* _Your objective_
Print, exactly and completely, every entry in the data.

* _Data provided_
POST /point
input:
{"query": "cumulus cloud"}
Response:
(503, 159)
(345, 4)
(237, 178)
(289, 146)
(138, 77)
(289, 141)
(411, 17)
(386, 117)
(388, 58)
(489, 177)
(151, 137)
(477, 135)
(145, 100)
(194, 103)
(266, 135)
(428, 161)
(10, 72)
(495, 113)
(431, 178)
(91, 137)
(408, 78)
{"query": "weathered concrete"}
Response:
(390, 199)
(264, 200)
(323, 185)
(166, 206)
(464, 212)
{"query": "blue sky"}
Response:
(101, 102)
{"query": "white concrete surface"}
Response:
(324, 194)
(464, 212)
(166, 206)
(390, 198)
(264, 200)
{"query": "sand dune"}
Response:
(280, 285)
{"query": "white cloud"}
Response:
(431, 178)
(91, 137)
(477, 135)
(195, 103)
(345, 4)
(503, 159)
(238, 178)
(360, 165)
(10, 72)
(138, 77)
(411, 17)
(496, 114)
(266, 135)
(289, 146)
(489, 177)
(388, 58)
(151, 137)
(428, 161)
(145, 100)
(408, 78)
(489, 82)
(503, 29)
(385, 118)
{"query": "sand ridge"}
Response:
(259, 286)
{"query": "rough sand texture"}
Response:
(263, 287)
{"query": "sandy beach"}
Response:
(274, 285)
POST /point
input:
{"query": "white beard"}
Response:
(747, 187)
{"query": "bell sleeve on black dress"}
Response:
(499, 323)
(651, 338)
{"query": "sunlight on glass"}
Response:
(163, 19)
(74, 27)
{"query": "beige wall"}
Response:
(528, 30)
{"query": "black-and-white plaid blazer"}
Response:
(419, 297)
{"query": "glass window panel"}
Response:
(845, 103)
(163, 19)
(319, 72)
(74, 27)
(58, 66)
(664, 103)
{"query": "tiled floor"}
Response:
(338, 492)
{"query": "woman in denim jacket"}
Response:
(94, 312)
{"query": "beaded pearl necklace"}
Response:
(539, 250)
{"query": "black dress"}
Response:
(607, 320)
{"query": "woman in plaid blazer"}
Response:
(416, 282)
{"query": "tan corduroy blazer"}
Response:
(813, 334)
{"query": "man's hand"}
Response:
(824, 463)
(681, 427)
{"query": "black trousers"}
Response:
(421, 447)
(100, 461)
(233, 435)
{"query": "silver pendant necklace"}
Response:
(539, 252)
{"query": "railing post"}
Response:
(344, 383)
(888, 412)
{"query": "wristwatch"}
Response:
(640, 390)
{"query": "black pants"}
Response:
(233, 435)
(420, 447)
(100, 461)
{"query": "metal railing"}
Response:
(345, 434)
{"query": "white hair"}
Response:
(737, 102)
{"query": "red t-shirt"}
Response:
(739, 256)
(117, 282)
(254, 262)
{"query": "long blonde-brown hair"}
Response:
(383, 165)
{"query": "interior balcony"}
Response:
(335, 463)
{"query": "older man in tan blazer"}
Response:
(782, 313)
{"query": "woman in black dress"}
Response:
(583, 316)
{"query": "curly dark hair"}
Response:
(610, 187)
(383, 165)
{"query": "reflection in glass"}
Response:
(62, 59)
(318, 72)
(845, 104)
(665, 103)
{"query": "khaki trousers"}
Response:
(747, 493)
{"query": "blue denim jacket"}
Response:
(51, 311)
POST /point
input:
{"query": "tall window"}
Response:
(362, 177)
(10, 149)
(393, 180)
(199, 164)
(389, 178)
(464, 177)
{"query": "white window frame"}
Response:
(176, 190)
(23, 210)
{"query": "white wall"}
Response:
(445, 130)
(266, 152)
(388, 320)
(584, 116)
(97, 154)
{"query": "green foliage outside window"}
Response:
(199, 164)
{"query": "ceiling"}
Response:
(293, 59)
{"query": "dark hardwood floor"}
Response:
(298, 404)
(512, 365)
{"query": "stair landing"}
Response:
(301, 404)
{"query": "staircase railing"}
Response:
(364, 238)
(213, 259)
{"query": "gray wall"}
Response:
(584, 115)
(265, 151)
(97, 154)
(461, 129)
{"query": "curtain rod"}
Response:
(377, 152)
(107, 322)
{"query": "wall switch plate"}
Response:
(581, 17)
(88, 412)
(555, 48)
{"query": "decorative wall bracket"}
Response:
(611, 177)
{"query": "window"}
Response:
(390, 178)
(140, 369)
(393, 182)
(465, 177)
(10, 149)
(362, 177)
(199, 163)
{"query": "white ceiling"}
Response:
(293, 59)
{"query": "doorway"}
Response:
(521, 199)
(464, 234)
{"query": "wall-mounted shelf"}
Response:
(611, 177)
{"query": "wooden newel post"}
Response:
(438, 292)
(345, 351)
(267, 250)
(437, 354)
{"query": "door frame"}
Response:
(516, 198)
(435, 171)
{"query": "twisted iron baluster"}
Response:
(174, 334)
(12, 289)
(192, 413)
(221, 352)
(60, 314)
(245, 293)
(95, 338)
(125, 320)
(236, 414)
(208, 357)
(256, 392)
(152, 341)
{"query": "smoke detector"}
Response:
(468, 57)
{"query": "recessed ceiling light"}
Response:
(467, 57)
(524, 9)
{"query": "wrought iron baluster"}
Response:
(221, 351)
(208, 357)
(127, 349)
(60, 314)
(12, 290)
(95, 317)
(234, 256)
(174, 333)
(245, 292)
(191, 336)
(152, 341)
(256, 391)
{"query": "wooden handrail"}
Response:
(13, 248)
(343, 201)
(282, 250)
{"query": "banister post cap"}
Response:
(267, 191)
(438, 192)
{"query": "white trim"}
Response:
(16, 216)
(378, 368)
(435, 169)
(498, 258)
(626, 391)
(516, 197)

* _Problem solution_
POST /point
input:
{"query": "cumulus cloud"}
Response:
(503, 159)
(345, 4)
(237, 178)
(289, 146)
(138, 77)
(289, 141)
(411, 17)
(386, 117)
(388, 58)
(489, 177)
(151, 137)
(477, 135)
(145, 100)
(194, 103)
(266, 135)
(428, 161)
(10, 72)
(495, 113)
(431, 178)
(91, 137)
(408, 78)
{"query": "weathered concrete"}
Response:
(390, 199)
(264, 200)
(323, 185)
(166, 206)
(464, 212)
{"query": "blue sky"}
Response:
(101, 102)
{"query": "white concrete surface"}
Response:
(324, 194)
(464, 212)
(166, 206)
(390, 198)
(264, 200)
{"query": "sand dune"}
Response:
(280, 285)
{"query": "white cloud"}
Response:
(431, 178)
(91, 137)
(477, 135)
(195, 103)
(345, 4)
(503, 159)
(238, 178)
(360, 165)
(10, 72)
(138, 77)
(411, 17)
(496, 114)
(266, 135)
(289, 146)
(489, 177)
(388, 58)
(151, 137)
(428, 161)
(145, 100)
(408, 78)
(489, 82)
(503, 29)
(385, 118)
{"query": "sand ridge"}
Response:
(259, 286)
{"query": "rough sand texture"}
Response:
(263, 287)
{"query": "sandy beach"}
Response:
(274, 285)
POST /point
input:
{"query": "white beard"}
Response:
(747, 187)
{"query": "bell sleeve on black dress"}
Response:
(499, 323)
(651, 338)
{"query": "sunlight on glass"}
Response:
(163, 19)
(74, 27)
{"query": "beige wall"}
Response:
(528, 30)
{"query": "black-and-white plaid blazer"}
Response:
(419, 297)
{"query": "glass window panel"}
Response:
(845, 103)
(163, 19)
(319, 72)
(74, 27)
(58, 66)
(664, 103)
{"query": "tiled floor"}
Response:
(338, 492)
{"query": "woman in denim jacket"}
Response:
(94, 312)
{"query": "beaded pearl necklace"}
Response:
(539, 250)
{"query": "black dress"}
Response:
(607, 320)
{"query": "woman in plaid blazer"}
Response:
(416, 282)
{"query": "tan corduroy blazer"}
Response:
(813, 334)
{"query": "man's hand"}
Response:
(824, 463)
(681, 427)
{"query": "black trousers"}
Response:
(421, 447)
(100, 461)
(233, 435)
{"query": "silver pendant necklace"}
Response:
(539, 252)
{"query": "railing post"}
Response:
(344, 383)
(888, 412)
{"query": "wristwatch"}
Response:
(640, 390)
{"query": "black pants"}
Response:
(233, 435)
(420, 447)
(100, 461)
{"query": "metal railing"}
Response:
(345, 434)
{"query": "white hair"}
Response:
(737, 102)
{"query": "red t-shirt"}
Response:
(739, 256)
(117, 282)
(254, 262)
{"query": "long blonde-brown hair"}
Response:
(383, 165)
{"query": "interior balcony"}
Response:
(335, 463)
{"query": "older man in tan blazer"}
Response:
(782, 313)
{"query": "woman in black dress"}
Response:
(583, 316)
{"query": "curly dark hair"}
Response:
(610, 187)
(383, 165)
{"query": "reflection in glass"}
Response:
(62, 59)
(318, 72)
(845, 104)
(665, 103)
{"query": "khaki trousers"}
Response:
(747, 493)
{"query": "blue denim jacket"}
Response:
(51, 311)
POST /point
input:
{"query": "tall window"}
Response:
(362, 177)
(10, 149)
(393, 180)
(199, 164)
(389, 178)
(464, 177)
{"query": "white window frame"}
Response:
(176, 190)
(23, 210)
{"query": "white wall"}
Response:
(445, 130)
(266, 152)
(388, 320)
(584, 116)
(97, 154)
{"query": "green foliage outside window"}
Response:
(199, 164)
{"query": "ceiling"}
Response:
(293, 59)
{"query": "dark hardwood floor"}
Response:
(298, 404)
(512, 365)
{"query": "stair landing"}
Response:
(301, 404)
{"query": "staircase railing"}
Response:
(364, 238)
(213, 259)
{"query": "gray wall"}
Response:
(584, 115)
(265, 151)
(97, 154)
(461, 129)
{"query": "curtain rod"}
Response:
(377, 152)
(107, 322)
{"query": "wall switch plate"}
Response:
(581, 17)
(88, 412)
(555, 48)
{"query": "decorative wall bracket"}
Response:
(611, 177)
{"query": "window"}
Response:
(390, 178)
(140, 369)
(393, 182)
(465, 177)
(10, 149)
(362, 177)
(199, 163)
{"query": "white ceiling"}
Response:
(293, 59)
{"query": "doorway"}
Response:
(521, 199)
(464, 234)
{"query": "wall-mounted shelf"}
Response:
(611, 177)
{"query": "wooden newel post"}
Response:
(438, 292)
(345, 351)
(267, 250)
(437, 354)
{"query": "door frame"}
Response:
(516, 198)
(435, 171)
{"query": "twisted iron baluster"}
Response:
(174, 334)
(12, 289)
(192, 413)
(221, 352)
(60, 314)
(245, 293)
(95, 338)
(125, 320)
(236, 414)
(208, 357)
(256, 392)
(152, 341)
{"query": "smoke detector"}
Response:
(468, 57)
{"query": "recessed ceiling light"}
Response:
(467, 57)
(524, 9)
{"query": "wrought iron baluster"}
Response:
(221, 351)
(208, 357)
(127, 349)
(60, 314)
(12, 290)
(95, 317)
(234, 256)
(174, 333)
(245, 292)
(191, 336)
(152, 341)
(256, 391)
{"query": "wooden handrail"}
Response:
(13, 248)
(343, 201)
(282, 250)
{"query": "banister post cap"}
Response:
(267, 191)
(438, 192)
{"query": "white trim"}
Response:
(16, 216)
(378, 368)
(435, 169)
(498, 258)
(626, 391)
(516, 197)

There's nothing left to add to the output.